EXCERPT PROVIDED
>> BEGIN
Sunday, November 2, 2014

Trying Out Property-Based Testing in Clojure

I am taking Erik Meijer’s Introduction to Functional Programming course on edX. In the homework for the lesson on list comprehensions, the Caesar Cipher is introduced. The way the cipher works is that each character in a message is shifted a number of characters. If the number is 3, then a becomes d, b becomes e, and it wraps around so z becomes c.

Implementing the cipher in Clojure seems like a good project to try out test.check, a property based testing library. With traditional unit testing it is up to the programmer to come up with example cases and their expected results. In property based testing, the programmer describes the relationship between the inputs and outputs of a function and specifies the valid inputs and the testing tool generates the examples itself.

It was really easy to get started, I just added test.check to my dependencies, and then referred the appropriate namespaces in to the core_test.clj file that leiningen creates by default. Tests can be run either from the repl or with lein test.

Phase One
In the project, the code is in core.clj, and the tests are in core_test.clj.

My implementation of the Caesar Cipher is only going to work with lowercase letters. The first thing I need to do is translate a character to a number between 0 and 25. 

(defn let-to-num [l]
  (- (int l) (int \a)))
 
To test the function, I am going to tell test.check to generate random letters. Because I only want to test lowercase letters, I am going to use a lower-case? function as a filter:

(defn lower-case? [c]
  (and (>= (int c) (int \a))
       (<= (int c) (int \z))))

(defspec let-to-num-returns-0-to-25
  100
  (prop/for-all [c (gen/such-that lower-case? gen/char-alpha 100)]
    (let [v (let-to-num c)]
      (and (>= v 0)
           (< v 26)))))

defspec is used to hook the test into the clojure.test runner. I name the test, then specify that I want it to be run 100 times each time the tests are run. prop/for-all specifies that for all of the values in the binding, I want the expression after the binding to evaluate to true. For each iteration of the tests, c is going to be bound to a value generated by test.check.
>> END
WORK TO DO
1. From the post on property-based testing in Clojure, quote the passage that begins at the words "defspec is used" and stops after "generated by test.check.".
2. According to the post on property-based testing in Clojure, how many times is the let-to-num-returns-0-to-25 test set to run each time the tests are run?

RECORD EXTRACTS
>> BEGIN
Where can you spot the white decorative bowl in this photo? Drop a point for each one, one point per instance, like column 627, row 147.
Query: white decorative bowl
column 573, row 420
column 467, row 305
>> END
>> BEGIN
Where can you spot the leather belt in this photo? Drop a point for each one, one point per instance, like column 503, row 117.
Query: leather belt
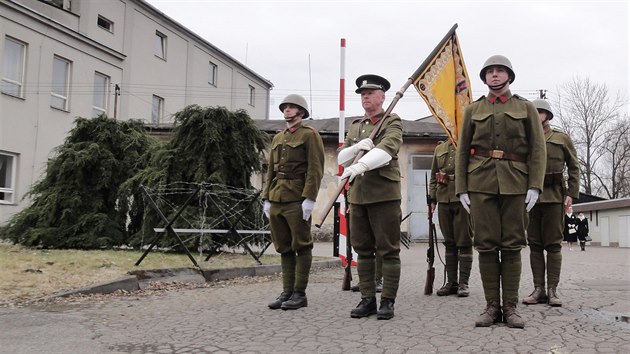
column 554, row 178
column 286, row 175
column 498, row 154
>> END
>> BEGIN
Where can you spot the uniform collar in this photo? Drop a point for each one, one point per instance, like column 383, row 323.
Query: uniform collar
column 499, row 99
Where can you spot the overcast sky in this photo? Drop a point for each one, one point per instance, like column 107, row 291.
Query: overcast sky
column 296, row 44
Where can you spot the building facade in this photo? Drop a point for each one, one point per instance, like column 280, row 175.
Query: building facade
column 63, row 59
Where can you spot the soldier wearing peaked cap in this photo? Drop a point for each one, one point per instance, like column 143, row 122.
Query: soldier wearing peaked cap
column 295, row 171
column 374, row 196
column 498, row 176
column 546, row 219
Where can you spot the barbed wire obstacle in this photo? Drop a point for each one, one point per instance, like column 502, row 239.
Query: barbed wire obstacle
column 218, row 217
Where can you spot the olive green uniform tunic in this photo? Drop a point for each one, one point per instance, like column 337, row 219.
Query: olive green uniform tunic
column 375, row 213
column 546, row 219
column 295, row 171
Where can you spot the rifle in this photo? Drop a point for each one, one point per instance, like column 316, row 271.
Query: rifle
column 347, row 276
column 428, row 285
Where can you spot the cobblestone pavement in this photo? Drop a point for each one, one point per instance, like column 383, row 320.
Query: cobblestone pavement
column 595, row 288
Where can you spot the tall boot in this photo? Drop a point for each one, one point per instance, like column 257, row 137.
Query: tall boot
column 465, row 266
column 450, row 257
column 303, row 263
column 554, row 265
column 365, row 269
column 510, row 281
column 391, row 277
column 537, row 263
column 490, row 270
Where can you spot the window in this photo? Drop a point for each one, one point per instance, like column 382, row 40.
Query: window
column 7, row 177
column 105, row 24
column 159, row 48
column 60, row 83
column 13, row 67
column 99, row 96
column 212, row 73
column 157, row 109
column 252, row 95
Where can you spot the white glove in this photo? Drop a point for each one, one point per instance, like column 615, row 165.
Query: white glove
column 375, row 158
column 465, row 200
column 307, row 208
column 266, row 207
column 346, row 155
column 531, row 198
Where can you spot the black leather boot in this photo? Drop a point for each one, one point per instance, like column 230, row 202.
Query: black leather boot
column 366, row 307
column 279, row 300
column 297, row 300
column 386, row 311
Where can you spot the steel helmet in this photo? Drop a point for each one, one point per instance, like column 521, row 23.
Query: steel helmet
>> END
TASK-BY-TASK RESULTS
1.
defspec is used to hook the test into the clojure.test runner. I name the test, then specify that I want it to be run 100 times each time the tests are run. prop/for-all specifies that for all of the values in the binding, I want the expression after the binding to evaluate to true. For each iteration of the tests, c is going to be bound to a value generated by test.check.

2. 100 times.